↓↓↓

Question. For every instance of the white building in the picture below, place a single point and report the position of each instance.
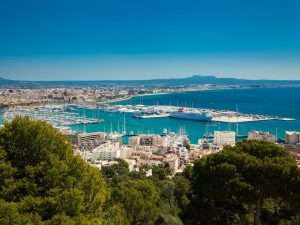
(292, 137)
(261, 136)
(222, 138)
(107, 151)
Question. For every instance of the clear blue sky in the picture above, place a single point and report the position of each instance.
(139, 39)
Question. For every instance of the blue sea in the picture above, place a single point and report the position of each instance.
(283, 102)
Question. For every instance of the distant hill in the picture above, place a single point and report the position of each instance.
(188, 81)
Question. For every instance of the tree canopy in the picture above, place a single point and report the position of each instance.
(42, 182)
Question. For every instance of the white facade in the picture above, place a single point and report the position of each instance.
(222, 138)
(107, 151)
(292, 137)
(261, 136)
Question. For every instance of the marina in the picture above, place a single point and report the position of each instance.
(187, 113)
(54, 114)
(129, 117)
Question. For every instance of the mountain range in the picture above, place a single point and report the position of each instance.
(172, 82)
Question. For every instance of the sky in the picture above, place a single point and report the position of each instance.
(144, 39)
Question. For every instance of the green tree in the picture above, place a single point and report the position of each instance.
(139, 199)
(40, 176)
(235, 185)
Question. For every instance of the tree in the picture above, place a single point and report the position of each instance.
(40, 177)
(237, 183)
(139, 199)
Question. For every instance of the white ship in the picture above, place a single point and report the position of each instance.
(191, 115)
(149, 115)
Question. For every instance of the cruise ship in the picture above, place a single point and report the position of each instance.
(150, 115)
(191, 115)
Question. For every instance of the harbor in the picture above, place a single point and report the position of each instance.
(200, 114)
(54, 114)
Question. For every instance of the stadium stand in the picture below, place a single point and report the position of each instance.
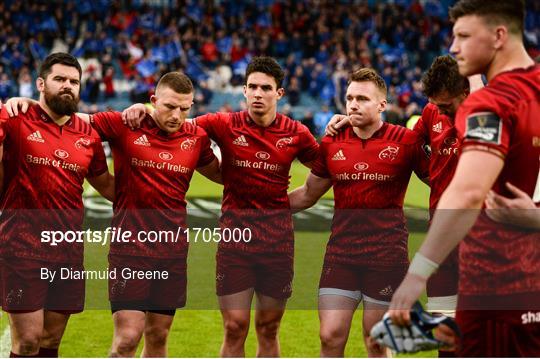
(125, 46)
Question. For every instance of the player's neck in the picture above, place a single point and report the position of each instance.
(367, 131)
(60, 120)
(263, 120)
(514, 56)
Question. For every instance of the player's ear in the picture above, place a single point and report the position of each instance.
(40, 84)
(501, 36)
(382, 106)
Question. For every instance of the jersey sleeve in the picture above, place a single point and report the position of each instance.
(421, 125)
(420, 159)
(4, 117)
(319, 168)
(308, 146)
(207, 155)
(212, 123)
(98, 165)
(108, 125)
(482, 122)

↑↑↑

Goal of the exercise: Output the data exactly as it appears. The pictures do not belong in it.

Exercise result:
Question. For every instance of the white building in the picture below, place a single point and report the position of each instance.
(292, 137)
(261, 136)
(222, 138)
(107, 151)
Question. For every instance of the clear blue sky in the picture above, place a single point and report the position of each instance.
(139, 39)
Question. For every instance of the blue sea in the picture above, place a single point and report the position of each instance.
(283, 102)
Question. For every instance of the distant hill in the picture above, place a single point and report the position of each instance.
(188, 81)
Question. For every instance of the tree canopy in the picture above, place a single point and report the position of each instance.
(42, 182)
Question. For every instance of the white facade in the picture above, place a single point and report the position of each instance.
(222, 138)
(107, 151)
(292, 137)
(261, 136)
Question. For every instance of the marina in the picture above, place a single point and report the position of each instance.
(187, 113)
(54, 114)
(129, 117)
Question. For every instance of the mountain range in the picture above, place a single point and report the position of each instance.
(172, 82)
Question. For every instance of the sky in the picture above, place a single point and report the position of each instance.
(144, 39)
Question. For every instance of the green tree in the picture above, place a single point and report the position of each instance.
(139, 199)
(40, 176)
(235, 185)
Question. For every instance of the tree in the picture above, place a single point and report the position of each instance.
(40, 177)
(237, 183)
(139, 199)
Question. For every instance of the white ship in the picture above, place a single point and report the position of each instance.
(191, 115)
(149, 115)
Question. For every instance of the cruise ship in the picture above, place a single point and report the position of each instance.
(150, 115)
(191, 115)
Question. For every instance of the harbor in the picture above, place a single point and report the position of each instance.
(200, 114)
(54, 114)
Question. For every instance of the stadium stand in the picture below, place a single point and report the position of each instance.
(125, 46)
Question. For every instance of the player's neck in the picture above, place a single point and report the position of each instance.
(367, 131)
(60, 120)
(263, 120)
(514, 56)
Question. For every instance of the player's ear in the picture above, place a single point and report the position of each instance.
(40, 84)
(501, 36)
(382, 106)
Question. For every instance of the jersey sleeve in the picture above, place a single point and report the position of each instance.
(421, 125)
(420, 159)
(4, 117)
(319, 168)
(308, 146)
(207, 155)
(212, 123)
(98, 165)
(108, 125)
(482, 122)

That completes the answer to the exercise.